• [EXERCISE GOAL]:
Reproduce the line that contains "Put a point on every instance of the blurred leaf." and every line after it through the end of the records, exactly, with nothing added.

_ _ _ _

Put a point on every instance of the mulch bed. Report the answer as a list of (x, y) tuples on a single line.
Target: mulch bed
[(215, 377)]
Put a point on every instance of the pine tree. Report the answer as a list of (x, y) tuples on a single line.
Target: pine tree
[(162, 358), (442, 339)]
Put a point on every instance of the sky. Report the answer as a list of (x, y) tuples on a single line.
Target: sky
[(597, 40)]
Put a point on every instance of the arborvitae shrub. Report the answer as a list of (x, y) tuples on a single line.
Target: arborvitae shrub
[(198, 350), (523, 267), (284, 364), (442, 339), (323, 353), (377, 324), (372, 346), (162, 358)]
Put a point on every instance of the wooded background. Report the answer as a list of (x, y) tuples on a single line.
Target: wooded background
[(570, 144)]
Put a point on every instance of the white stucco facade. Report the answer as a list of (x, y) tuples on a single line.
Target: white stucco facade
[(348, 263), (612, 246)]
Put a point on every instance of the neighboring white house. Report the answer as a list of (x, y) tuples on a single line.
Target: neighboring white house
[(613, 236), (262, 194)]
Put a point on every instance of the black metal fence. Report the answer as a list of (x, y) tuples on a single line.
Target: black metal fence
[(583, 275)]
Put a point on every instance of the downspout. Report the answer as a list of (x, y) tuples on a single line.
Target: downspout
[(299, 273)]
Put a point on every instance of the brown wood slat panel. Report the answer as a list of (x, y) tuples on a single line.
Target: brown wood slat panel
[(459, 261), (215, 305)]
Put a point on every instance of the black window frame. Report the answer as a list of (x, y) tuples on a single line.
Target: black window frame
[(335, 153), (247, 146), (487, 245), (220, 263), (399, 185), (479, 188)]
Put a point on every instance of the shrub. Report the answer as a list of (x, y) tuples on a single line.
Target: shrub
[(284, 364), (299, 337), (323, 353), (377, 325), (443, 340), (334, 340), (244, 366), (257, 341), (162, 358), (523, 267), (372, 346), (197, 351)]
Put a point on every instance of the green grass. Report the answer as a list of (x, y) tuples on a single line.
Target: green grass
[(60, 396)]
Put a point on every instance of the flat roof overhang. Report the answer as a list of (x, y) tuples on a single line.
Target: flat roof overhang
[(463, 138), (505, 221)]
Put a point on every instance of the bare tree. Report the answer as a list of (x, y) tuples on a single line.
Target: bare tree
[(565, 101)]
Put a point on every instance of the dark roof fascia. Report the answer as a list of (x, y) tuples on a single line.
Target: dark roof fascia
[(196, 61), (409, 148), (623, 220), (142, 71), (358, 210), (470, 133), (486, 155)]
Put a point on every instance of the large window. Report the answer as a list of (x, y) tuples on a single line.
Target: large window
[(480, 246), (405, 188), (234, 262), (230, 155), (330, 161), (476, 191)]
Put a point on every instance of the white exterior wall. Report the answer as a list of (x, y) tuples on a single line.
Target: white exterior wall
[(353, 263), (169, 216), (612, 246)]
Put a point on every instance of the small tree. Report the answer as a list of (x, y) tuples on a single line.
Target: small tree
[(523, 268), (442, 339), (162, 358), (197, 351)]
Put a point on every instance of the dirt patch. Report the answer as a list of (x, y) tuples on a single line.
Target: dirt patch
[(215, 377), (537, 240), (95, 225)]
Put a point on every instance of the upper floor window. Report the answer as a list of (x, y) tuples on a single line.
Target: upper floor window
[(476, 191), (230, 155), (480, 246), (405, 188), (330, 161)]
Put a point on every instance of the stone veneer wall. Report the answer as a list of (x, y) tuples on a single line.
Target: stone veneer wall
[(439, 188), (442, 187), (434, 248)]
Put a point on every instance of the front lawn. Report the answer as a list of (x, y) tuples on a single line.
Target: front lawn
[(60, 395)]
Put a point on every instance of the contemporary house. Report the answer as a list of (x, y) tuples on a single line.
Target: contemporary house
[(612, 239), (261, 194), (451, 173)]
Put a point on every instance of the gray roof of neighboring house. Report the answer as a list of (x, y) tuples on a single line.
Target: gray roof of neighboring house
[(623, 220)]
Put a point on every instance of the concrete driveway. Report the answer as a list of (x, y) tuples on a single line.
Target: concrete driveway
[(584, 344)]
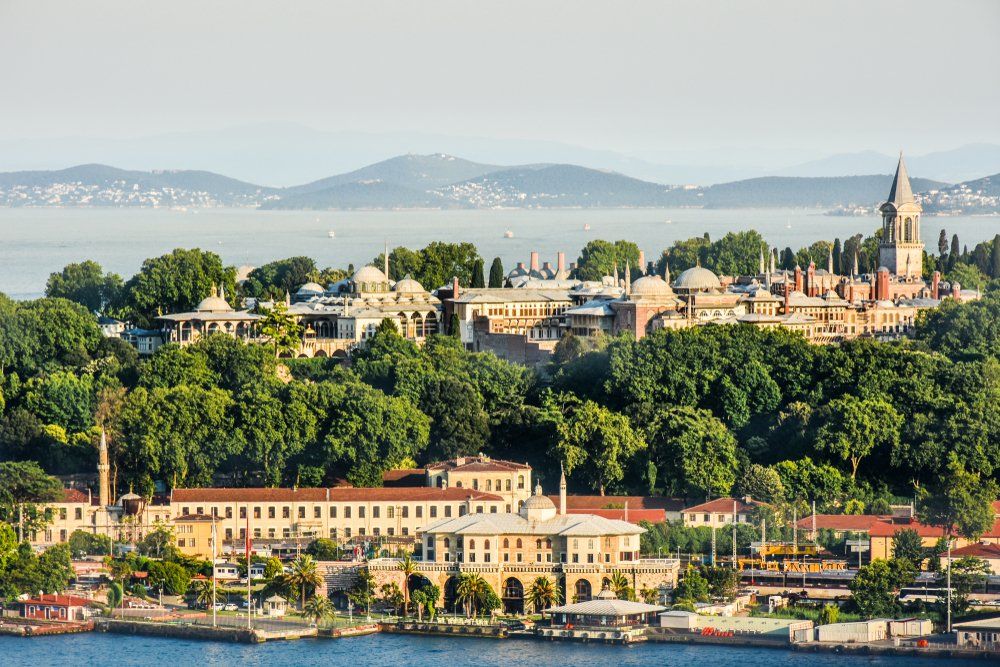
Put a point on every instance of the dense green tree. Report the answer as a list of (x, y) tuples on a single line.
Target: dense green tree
[(693, 451), (86, 284), (175, 282), (600, 258), (496, 273)]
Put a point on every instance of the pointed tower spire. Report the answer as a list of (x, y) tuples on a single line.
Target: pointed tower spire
[(901, 193)]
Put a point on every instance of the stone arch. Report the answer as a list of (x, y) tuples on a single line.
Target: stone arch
[(513, 596)]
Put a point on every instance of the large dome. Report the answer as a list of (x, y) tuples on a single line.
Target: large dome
[(369, 274), (651, 286), (697, 279)]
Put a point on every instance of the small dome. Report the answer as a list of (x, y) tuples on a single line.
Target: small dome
[(409, 286), (369, 274), (311, 288), (651, 286), (697, 279)]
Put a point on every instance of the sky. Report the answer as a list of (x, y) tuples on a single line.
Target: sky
[(648, 79)]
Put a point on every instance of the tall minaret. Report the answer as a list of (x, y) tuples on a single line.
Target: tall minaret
[(103, 473), (562, 490)]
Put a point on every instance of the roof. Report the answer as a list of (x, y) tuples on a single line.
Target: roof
[(724, 505), (852, 522), (578, 525), (342, 494), (477, 464), (986, 551), (605, 607), (900, 192), (59, 600)]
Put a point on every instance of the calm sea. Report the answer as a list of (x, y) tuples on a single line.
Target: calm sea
[(36, 242), (397, 650)]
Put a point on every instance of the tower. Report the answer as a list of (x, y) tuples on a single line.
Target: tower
[(901, 250), (103, 473)]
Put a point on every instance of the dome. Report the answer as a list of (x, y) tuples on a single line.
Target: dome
[(409, 286), (369, 274), (651, 286), (311, 288), (697, 279)]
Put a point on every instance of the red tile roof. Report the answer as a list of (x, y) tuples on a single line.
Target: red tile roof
[(725, 505), (339, 494), (477, 464), (634, 502), (850, 522), (59, 600), (989, 551)]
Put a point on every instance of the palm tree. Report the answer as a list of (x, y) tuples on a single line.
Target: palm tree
[(470, 589), (408, 567), (542, 593), (305, 574), (318, 608)]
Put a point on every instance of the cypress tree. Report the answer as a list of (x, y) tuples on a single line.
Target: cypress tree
[(995, 260), (477, 274), (496, 273)]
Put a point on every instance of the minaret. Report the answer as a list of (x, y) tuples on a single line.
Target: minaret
[(562, 490), (103, 473)]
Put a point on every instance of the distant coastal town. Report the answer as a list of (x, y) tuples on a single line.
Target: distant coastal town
[(721, 443)]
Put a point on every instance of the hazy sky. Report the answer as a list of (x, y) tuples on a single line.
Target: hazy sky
[(637, 77)]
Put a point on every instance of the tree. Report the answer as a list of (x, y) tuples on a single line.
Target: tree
[(86, 284), (496, 273), (854, 428), (598, 442), (175, 282), (542, 594), (478, 280), (318, 608), (408, 567), (694, 452), (281, 329), (876, 586), (908, 545), (305, 575)]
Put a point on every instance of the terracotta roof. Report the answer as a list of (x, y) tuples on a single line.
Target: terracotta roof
[(853, 522), (574, 502), (59, 600), (477, 464), (724, 505), (989, 551), (74, 496), (341, 494)]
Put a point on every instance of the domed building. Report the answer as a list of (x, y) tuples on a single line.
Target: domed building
[(213, 314)]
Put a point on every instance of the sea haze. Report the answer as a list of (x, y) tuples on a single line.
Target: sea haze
[(37, 242)]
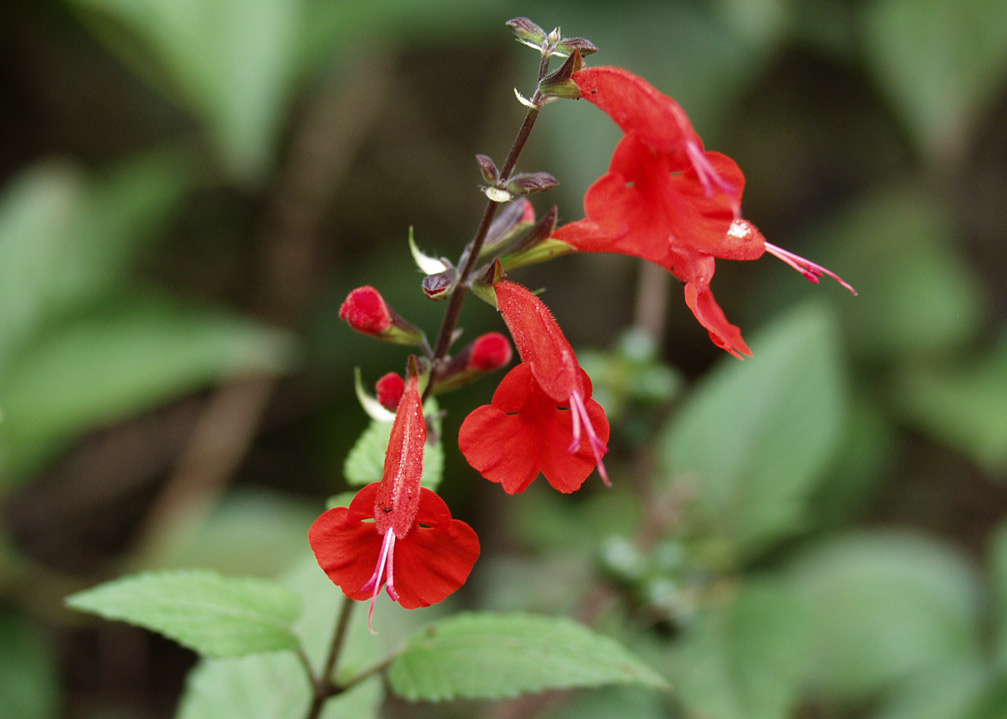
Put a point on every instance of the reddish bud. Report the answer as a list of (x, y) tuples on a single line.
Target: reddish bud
[(485, 353), (389, 390), (490, 351), (365, 310), (368, 312)]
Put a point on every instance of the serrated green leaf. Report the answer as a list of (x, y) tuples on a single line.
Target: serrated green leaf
[(941, 61), (209, 613), (366, 460), (963, 406), (486, 656), (882, 607), (267, 687), (755, 436), (275, 686)]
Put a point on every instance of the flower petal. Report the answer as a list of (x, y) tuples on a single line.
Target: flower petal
[(634, 104), (563, 469), (505, 448), (435, 559), (345, 546)]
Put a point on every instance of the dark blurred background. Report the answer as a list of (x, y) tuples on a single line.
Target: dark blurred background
[(189, 189)]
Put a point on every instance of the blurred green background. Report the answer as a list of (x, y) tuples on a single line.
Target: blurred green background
[(189, 188)]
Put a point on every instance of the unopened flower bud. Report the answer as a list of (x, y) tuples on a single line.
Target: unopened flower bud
[(488, 168), (485, 353), (531, 182), (581, 44), (490, 351), (368, 312), (527, 32), (560, 84), (441, 285), (389, 390)]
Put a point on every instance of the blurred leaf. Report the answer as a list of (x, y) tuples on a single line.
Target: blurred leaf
[(998, 591), (867, 447), (942, 62), (945, 693), (489, 656), (65, 238), (964, 406), (755, 436), (613, 702), (884, 606), (249, 532), (917, 296), (366, 462), (205, 611), (743, 661), (274, 686), (108, 365), (29, 688), (233, 64)]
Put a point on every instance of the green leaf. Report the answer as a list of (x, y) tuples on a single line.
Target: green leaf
[(275, 686), (248, 532), (942, 62), (117, 361), (65, 238), (964, 406), (209, 613), (232, 65), (267, 687), (366, 461), (743, 661), (945, 693), (29, 688), (490, 656), (998, 591), (755, 436), (917, 295), (883, 606)]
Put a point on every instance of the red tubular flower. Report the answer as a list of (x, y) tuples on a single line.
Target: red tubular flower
[(396, 534), (542, 418), (667, 199)]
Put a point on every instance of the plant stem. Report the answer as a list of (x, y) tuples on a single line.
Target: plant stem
[(322, 685), (470, 257)]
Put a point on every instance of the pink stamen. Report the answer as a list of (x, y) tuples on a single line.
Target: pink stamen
[(806, 267), (582, 421), (710, 177), (383, 574)]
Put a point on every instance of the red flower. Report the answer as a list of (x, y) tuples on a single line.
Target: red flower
[(367, 311), (395, 533), (542, 418), (668, 200), (390, 390)]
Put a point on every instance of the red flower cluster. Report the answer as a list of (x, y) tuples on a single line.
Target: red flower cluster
[(542, 418), (396, 534), (667, 199)]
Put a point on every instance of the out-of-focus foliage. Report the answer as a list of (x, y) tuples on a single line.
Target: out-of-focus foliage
[(819, 530)]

_ _ _ _

• [ANSWER]:
Put a point on every instance of the blurred leaf. Report the answer as a list of (x, y) tuples on a single line.
Target: blurred leaf
[(998, 591), (867, 447), (942, 62), (945, 693), (489, 656), (65, 238), (964, 406), (755, 436), (613, 702), (884, 606), (249, 532), (917, 296), (366, 462), (205, 611), (743, 661), (274, 686), (108, 365), (29, 688), (233, 64)]
Put a point on every instance of the green leaf. Report the answer as a list of (x, y) tuples on a single line.
Target: green leaf
[(275, 686), (248, 532), (942, 62), (117, 361), (65, 238), (964, 406), (209, 613), (232, 65), (267, 687), (366, 461), (743, 661), (945, 693), (29, 688), (490, 656), (998, 591), (755, 436), (917, 295), (883, 606)]
Put a point on every instance of the red tubular flower. Report the answer as a list of (x, y) tuples on a single line.
Target: red tubular flower
[(396, 534), (542, 418), (667, 199)]
Put a point on every instance of the plant stem. Report the answer as a list of (x, y) tuples on a single line.
Target: plant stem
[(322, 685), (470, 257)]
Put a point on every instance of the pink stamen. Report the answer as a list of (x, y) tuples on a single line.
Target: pink stamen
[(806, 267), (582, 421), (710, 177), (383, 574)]
Put a point on every instance of the red flower. Report the answer as a list of (x, y) tuples on a single line.
Target: red flower
[(367, 311), (395, 533), (542, 418), (668, 200), (390, 390)]
Put a point on every instance of the red flower cluster. Report the answer as a list of (x, y) tuples on a single line.
Target: red flower cluster
[(542, 418), (396, 534), (667, 199)]
Put a point on every instance of the out-of-focus foliage. Report the answer as a list of (x, y) tuples on a single line.
Target: out-of-focus foliage
[(819, 530)]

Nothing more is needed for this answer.